= Task brief =
Repeat exactly, and only, the lines below starting at the line that contains "Target: main landing gear" and ending at the line that contains "[[877, 829]]", inclusive of both.
══════════
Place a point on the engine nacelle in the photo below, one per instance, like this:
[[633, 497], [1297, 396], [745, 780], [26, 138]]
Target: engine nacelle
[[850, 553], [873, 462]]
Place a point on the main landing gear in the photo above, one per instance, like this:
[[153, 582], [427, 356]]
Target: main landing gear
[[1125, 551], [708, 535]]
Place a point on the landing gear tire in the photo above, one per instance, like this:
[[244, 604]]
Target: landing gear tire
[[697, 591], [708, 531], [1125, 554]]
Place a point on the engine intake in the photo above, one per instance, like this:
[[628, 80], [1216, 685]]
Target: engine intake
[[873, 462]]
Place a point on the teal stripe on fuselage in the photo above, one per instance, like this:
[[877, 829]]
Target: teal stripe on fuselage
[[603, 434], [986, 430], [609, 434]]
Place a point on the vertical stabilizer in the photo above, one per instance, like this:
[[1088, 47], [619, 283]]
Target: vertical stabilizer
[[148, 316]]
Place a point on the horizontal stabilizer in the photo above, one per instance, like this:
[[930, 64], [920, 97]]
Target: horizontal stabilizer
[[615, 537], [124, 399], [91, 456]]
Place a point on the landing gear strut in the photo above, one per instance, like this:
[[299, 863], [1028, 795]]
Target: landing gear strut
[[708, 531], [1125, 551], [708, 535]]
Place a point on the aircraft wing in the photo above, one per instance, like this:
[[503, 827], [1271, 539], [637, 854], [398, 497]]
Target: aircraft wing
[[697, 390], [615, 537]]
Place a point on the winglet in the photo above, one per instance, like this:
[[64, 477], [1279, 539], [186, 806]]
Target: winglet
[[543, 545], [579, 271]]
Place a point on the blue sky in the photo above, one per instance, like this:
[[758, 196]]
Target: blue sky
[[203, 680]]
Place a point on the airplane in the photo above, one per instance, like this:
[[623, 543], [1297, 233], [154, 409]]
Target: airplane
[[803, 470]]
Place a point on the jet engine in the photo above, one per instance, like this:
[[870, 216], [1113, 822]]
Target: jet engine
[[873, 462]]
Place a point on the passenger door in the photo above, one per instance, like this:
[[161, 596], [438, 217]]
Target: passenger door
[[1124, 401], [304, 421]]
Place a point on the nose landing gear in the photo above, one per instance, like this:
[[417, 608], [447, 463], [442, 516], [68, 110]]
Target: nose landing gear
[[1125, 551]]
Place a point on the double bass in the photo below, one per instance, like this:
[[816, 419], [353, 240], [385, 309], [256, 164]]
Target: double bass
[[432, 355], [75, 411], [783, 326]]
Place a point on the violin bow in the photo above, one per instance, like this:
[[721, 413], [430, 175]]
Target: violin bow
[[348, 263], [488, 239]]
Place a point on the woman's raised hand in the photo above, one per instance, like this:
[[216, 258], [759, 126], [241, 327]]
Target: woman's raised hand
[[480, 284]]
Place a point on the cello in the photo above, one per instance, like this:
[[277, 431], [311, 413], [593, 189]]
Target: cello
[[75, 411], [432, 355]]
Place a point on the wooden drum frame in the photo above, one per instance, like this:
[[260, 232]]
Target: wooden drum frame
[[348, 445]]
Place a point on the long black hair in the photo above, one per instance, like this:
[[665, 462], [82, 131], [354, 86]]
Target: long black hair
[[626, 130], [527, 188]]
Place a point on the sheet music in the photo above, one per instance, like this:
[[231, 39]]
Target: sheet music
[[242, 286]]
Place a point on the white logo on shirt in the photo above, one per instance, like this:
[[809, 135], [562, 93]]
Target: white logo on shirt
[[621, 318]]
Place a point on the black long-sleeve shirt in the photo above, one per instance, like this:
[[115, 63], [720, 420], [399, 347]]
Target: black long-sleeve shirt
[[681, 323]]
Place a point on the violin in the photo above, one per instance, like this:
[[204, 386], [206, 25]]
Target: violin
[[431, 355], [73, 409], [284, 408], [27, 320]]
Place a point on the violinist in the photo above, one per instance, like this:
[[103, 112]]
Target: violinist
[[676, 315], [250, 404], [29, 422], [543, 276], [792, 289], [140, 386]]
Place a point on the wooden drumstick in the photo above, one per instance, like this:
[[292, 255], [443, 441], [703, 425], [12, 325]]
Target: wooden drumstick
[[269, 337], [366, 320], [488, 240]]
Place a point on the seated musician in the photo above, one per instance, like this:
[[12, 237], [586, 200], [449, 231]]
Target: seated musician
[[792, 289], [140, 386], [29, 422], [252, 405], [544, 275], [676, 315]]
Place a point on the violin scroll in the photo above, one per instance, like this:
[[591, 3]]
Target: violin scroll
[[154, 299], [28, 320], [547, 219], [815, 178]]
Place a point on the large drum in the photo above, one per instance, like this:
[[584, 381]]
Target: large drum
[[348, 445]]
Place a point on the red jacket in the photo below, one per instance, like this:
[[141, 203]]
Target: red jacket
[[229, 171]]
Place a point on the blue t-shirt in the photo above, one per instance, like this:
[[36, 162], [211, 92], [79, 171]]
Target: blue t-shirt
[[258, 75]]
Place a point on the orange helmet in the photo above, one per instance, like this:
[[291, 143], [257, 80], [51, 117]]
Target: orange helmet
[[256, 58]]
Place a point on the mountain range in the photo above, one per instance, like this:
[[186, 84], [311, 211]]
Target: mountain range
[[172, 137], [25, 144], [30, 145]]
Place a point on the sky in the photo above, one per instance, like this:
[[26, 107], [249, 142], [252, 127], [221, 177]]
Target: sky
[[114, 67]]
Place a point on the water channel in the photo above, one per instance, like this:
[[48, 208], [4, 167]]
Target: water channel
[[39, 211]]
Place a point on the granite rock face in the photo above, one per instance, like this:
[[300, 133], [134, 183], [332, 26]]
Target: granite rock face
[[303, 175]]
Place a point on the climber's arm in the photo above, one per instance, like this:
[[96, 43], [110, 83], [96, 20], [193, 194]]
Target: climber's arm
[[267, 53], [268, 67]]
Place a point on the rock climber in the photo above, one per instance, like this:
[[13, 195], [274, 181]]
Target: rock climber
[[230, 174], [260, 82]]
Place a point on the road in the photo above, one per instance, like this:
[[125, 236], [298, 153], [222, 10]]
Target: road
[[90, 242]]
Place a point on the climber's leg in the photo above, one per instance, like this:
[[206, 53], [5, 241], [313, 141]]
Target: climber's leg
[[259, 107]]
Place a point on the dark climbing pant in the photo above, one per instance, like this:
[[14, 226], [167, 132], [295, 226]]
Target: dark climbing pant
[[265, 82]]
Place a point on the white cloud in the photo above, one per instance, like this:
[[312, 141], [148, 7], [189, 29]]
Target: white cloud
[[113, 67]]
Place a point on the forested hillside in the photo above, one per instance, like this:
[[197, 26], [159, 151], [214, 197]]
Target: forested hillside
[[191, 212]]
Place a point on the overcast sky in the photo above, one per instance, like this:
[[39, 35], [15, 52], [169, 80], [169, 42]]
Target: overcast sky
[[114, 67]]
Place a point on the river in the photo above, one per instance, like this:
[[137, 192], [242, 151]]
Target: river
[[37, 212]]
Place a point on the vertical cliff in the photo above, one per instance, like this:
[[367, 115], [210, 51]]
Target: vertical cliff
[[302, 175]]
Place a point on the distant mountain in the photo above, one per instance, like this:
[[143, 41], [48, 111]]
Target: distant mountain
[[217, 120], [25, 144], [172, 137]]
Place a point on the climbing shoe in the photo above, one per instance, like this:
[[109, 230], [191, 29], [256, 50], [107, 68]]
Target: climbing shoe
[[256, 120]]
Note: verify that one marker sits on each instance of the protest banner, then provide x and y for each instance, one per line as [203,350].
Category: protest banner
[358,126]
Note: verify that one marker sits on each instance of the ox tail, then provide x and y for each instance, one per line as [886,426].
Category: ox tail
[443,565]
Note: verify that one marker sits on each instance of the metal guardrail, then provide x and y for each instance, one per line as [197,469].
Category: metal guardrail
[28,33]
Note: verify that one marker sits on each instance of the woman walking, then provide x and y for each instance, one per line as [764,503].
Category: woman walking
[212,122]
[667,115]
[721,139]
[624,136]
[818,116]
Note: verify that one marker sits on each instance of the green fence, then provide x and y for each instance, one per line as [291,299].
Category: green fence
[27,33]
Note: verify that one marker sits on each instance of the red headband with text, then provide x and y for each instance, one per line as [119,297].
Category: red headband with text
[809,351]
══════════
= Answer to this exercise =
Target: main landing gear
[[1125, 551], [708, 535]]
Place a point on the landing gear tire in the photo above, one per instance, like this:
[[244, 604]]
Target: landing gear tire
[[697, 591], [708, 531], [1125, 554]]
Place a point on the engine intake in the photo above, one per instance, like this:
[[628, 80], [1216, 685]]
Target: engine intake
[[873, 462]]
Place a point on the teal stripe on fuselage in the photo above, one per instance, like this:
[[877, 829]]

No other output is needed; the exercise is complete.